Population (2012 Census)
- • Total: 15,628
- • Density: 8.1972/km^{2} (21.231/sq mi)
- • Urban: 8,806
- • Rural: 9,897

Sex
- • Men: 9,203
- • Women: 9,500
- Time zone: UTC−4 (CLT)
- • Summer (DST): UTC−3 (CLST)
- Postal code: 5010000
- Area code: 56 + 45
- Website: Municipality of Cunco

= Cunco, Chile =

Cunco is a Chilean commune and city in Cautín Province, Araucanía Region. The town is located 60 km southeast of the city of Temuco and 77 km west of Icalma International Pass.

The major geographical features of this commune are the Allipén River and the Colico Lake.

According to Friar Ernesto Wilhelm de Moesbach Cunco is etymologically derived from the Mapuche language's word for "dark red" (cun) "water" (co) meaning water with volcanic ash or silt.

== History ==
Cunco was founded by Colonel Gregorio Urrutia in 1883 as a frontier fort, between the marshes Cunco and Nahuelcura, and close to a tributary to the Allipén river. The arrival of the railroad at the beginning of the twentieth century accelerated its urban development. It changed legal status to "commune" on 20 August 1918.

*SUPPLIED DATA:*
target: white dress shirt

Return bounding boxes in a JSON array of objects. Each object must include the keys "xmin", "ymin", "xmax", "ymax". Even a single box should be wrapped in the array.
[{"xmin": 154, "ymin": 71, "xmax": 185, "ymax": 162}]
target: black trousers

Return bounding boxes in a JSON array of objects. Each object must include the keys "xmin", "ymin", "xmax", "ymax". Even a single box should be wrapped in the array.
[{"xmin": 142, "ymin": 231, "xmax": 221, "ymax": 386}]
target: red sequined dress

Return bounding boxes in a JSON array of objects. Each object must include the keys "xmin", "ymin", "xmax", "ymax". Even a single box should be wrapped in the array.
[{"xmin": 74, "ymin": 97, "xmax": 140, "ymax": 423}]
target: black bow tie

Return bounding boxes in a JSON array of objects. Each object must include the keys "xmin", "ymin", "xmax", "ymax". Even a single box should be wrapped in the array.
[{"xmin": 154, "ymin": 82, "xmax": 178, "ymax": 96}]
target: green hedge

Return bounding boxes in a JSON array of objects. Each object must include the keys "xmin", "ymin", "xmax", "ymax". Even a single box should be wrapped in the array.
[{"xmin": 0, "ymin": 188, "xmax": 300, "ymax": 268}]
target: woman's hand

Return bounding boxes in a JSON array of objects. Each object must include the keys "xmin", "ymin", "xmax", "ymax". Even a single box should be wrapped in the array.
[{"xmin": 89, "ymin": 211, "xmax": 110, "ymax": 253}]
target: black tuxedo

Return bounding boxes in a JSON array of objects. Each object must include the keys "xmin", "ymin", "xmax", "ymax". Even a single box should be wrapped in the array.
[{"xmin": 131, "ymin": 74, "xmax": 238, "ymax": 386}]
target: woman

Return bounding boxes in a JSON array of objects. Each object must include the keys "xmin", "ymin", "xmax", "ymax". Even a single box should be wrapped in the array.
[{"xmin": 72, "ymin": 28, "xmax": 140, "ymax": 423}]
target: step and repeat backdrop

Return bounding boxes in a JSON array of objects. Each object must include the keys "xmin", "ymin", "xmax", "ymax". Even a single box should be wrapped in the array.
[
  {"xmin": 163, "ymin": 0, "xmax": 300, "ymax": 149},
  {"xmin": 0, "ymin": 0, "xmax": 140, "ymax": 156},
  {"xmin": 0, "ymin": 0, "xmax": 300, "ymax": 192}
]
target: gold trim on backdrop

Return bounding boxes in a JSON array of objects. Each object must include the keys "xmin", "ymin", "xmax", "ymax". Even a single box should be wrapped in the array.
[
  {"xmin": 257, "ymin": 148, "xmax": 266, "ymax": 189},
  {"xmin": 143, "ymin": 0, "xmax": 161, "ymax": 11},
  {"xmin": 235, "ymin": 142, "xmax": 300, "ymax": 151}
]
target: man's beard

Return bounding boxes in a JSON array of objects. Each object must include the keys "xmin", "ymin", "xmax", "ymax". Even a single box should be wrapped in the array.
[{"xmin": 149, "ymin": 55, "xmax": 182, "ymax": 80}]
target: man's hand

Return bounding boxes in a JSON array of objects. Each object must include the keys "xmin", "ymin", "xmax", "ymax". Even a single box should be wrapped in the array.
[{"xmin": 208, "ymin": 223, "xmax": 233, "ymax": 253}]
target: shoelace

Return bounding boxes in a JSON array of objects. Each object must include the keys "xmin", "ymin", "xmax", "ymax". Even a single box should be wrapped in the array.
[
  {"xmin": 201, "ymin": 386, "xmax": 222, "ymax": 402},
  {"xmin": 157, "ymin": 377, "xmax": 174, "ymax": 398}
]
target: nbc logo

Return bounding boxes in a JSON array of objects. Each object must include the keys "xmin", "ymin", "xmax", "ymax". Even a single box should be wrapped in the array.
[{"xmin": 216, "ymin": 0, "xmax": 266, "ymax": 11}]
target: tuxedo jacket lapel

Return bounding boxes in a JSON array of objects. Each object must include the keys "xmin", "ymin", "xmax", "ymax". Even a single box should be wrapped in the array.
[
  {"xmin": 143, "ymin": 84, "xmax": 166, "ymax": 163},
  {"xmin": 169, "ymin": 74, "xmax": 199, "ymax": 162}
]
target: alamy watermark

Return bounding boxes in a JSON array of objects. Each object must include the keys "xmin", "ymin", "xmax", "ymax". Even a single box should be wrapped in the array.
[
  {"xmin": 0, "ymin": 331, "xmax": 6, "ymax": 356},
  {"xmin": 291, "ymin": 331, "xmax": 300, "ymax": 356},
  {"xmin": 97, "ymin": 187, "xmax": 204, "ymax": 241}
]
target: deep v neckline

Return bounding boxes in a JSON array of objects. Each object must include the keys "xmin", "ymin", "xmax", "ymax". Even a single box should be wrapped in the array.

*REQUIRED TASKS:*
**a)** According to the passage about Cunco, Chile, who founded Cunco, and in what year?
**b)** Pick up the passage on Cunco, Chile after its last sentence and carry it forward.

*PER-TASK OUTPUTS:*
**a)** Colonel Gregorio Urrutia founded Cunco in 1883.

**b)**
In 1918 Cunco was the ending point of the first flight by an airplane across the Andes, when Luis Candelaria flew from Zapala, Argentina, on April 13.

==Demographics==

According to the 2002 census of the National Statistics Institute, Cunco spans an area of 1906.5 sqkm and has 18,703 inhabitants (9,203 men and 9,500 women). Of these, 8,806 (47.1%) lived in urban areas and 9,897 (52.9%) in rural areas. The population grew by 2% (364 persons) between the 1992 and 2002 censuses.

==Administration==
As a commune, Cunco is a third-level administrative division of Chile administered by a communal council, headed by an alcalde who is directly elected every four years. The 2008-2012 alcalde is Patricio Mittersteiner Garrido. The communal council has the following members:
- Osvaldo Inostroza Mora
- Danilo Urrutia Cárcamo
- Rene Sepulveda Ceballos
- Patricio Oakley Oviedo
- Cristian Moraga Lagos
- Alfonso Coke Candia

Within the electoral divisions of Chile, Zapallar belongs to the 52nd electoral district and 15th senatorial constituency.